Exercise task 1:
Answer these questions using the passage on Muriel Siebert.
(a) In what year did Siebert become the first woman to buy a seat on the New York Stock Exchange?
(b) For how many years did she hold the position of New York State's Superintendent of Banks?
(c) What did she threaten to have delivered to the NYSE's seventh floor?

Passage provided:

▬▬▬▬▬▬▬▬▬▬

After Woodhull and Claflin, it would take nearly another hundred years for the next woman to make her big mark on Wall Street. Known as “The First Woman of Finance,” Muriel Siebert had a knack for, well, firsts.

Siebert arrived in New York City in 1954 as a college dropout “with $500, a Studebaker and a dream.” She started her career in finance doing securities research and eventually achieved partner status at leading brokerage firms before finally branching out on her own. She became the first woman to buy a seat on the New York Stock Exchange in 1967, as well as the first to run an NYSE member firm, Muriel Siebert & Co. It had been an uphill battle, however; nine out of the 10 men she asked to sponsor her application turned her down, and it took two years before she found a bank that was willing to loan her the money to cover the high price of membership.

Then in 1975, on the very first day NYSE members were permitted to negotiate commissions, Siebert turned her company into a discount brokerage firm, claiming pioneer status in the burgeoning field. But she didn’t stop there. Siebert later became the first woman to serve as New York State’s Superintendent of Banks, holding the position for five years.

Irritated by Wall Street’s gender ratio (as she put it, "For 10 years, it was 1,365 men — and me”), Siebert donated millions of dollars to help other women get started in finance, while also standing up for minorities in the industry. She was an early and outspoken advocate of women’s inclusion in Manhattan social clubs, and famously threatened to have a portable toilet delivered to the NYSE’s seventh floor, near the exchange’s restaurant, unless the chairman installed a ladies’ room there. When asked about her approach to roadblocks, she once said: “I put my head down and charge.”

▬▬▬▬▬▬▬▬▬▬

Coordinate annotation entries:
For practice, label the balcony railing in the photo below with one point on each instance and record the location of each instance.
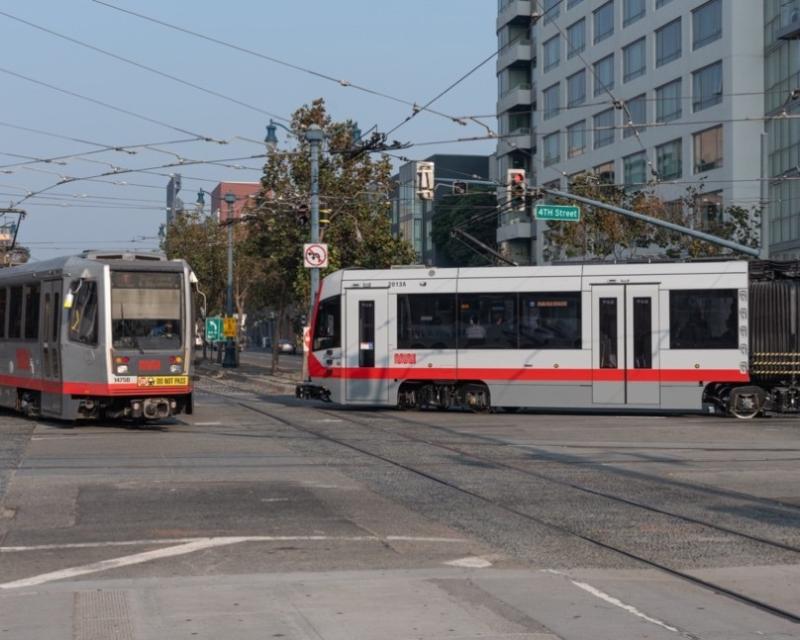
(789, 28)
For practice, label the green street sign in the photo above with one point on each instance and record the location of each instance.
(213, 329)
(558, 212)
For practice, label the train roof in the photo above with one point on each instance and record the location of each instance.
(73, 263)
(572, 270)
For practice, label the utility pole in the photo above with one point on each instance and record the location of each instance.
(230, 344)
(314, 136)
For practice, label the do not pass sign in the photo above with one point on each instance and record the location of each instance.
(315, 255)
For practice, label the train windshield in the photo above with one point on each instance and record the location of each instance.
(145, 310)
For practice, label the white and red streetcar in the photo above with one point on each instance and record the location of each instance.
(655, 336)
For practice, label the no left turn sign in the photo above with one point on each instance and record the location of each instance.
(315, 255)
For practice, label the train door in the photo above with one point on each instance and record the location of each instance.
(366, 345)
(625, 345)
(49, 338)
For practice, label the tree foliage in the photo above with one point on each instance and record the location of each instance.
(602, 233)
(475, 213)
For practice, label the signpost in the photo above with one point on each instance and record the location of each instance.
(315, 255)
(229, 327)
(213, 329)
(558, 212)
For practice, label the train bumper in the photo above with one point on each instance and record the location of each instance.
(308, 391)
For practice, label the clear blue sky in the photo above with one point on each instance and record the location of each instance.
(411, 50)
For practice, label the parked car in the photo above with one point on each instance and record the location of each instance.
(286, 346)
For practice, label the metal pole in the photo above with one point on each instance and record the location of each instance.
(230, 344)
(314, 136)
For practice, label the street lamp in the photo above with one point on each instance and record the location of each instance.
(230, 345)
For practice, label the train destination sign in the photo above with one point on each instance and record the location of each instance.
(560, 212)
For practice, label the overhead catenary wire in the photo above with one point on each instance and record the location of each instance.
(112, 107)
(145, 67)
(290, 65)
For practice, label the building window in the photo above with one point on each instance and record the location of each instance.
(604, 75)
(668, 160)
(668, 101)
(707, 24)
(604, 22)
(635, 169)
(634, 58)
(576, 139)
(552, 101)
(668, 43)
(552, 9)
(707, 87)
(708, 208)
(576, 88)
(632, 10)
(708, 149)
(604, 129)
(552, 149)
(635, 115)
(551, 51)
(605, 173)
(576, 38)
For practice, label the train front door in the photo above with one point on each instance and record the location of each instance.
(366, 346)
(49, 338)
(625, 345)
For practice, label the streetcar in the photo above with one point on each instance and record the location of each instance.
(97, 335)
(710, 336)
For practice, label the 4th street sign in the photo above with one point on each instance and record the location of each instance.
(562, 213)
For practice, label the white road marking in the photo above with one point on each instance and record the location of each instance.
(474, 562)
(614, 601)
(189, 545)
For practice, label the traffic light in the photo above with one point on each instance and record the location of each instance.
(516, 188)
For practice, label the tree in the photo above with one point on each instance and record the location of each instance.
(476, 213)
(354, 199)
(602, 233)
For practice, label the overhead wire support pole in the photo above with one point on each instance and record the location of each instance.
(700, 235)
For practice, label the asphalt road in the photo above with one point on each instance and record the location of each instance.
(260, 516)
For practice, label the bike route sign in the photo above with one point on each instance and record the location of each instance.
(558, 212)
(213, 329)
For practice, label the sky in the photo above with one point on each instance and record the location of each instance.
(410, 50)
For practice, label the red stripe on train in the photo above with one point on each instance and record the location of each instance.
(527, 374)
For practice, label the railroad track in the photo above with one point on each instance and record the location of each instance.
(594, 540)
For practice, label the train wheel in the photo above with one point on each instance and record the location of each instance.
(746, 402)
(475, 397)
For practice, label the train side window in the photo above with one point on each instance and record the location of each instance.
(83, 313)
(32, 295)
(487, 321)
(426, 321)
(15, 312)
(3, 305)
(703, 319)
(328, 328)
(550, 320)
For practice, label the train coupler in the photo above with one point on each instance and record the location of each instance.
(307, 391)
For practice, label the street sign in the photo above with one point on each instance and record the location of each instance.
(229, 327)
(563, 213)
(213, 329)
(315, 255)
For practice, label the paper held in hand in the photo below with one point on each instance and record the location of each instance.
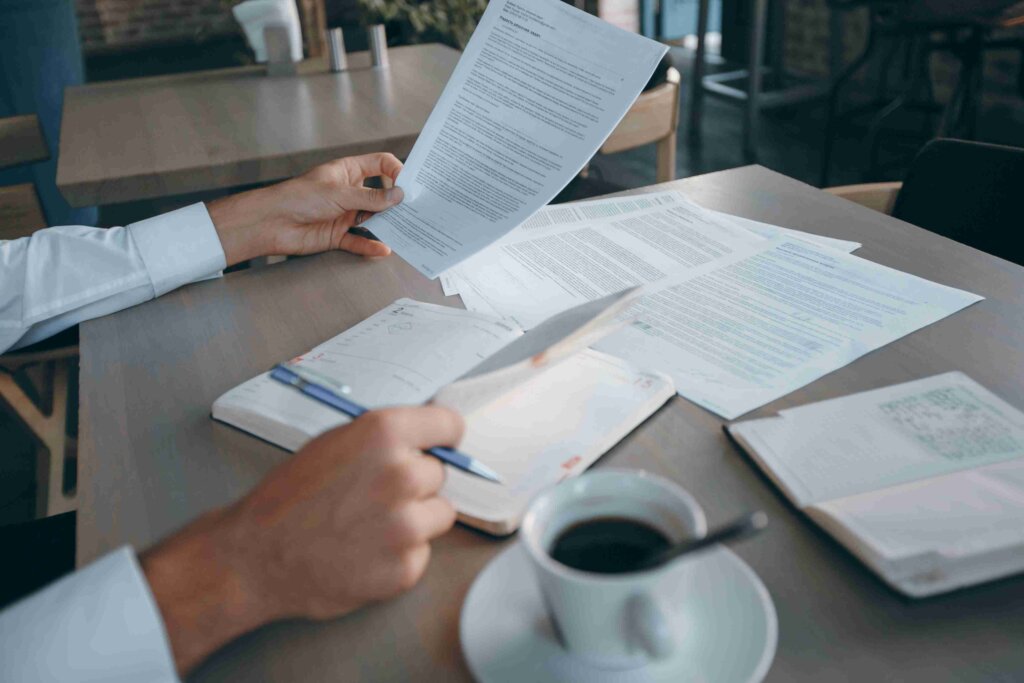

▬▬▬▬▬▬▬▬▬▬

Exercise task 2: Show each line of the records that contains the string "overhead". Case counts.

Correct output 1:
(a) 1967
(b) Five years
(c) A portable toilet

Correct output 2:
For practice, label the overhead catenary wire in the photo above with one point on each instance and record the location of each instance.
For practice, label the overhead wire support pole in the photo above with one point on each instance and record the location of each instance.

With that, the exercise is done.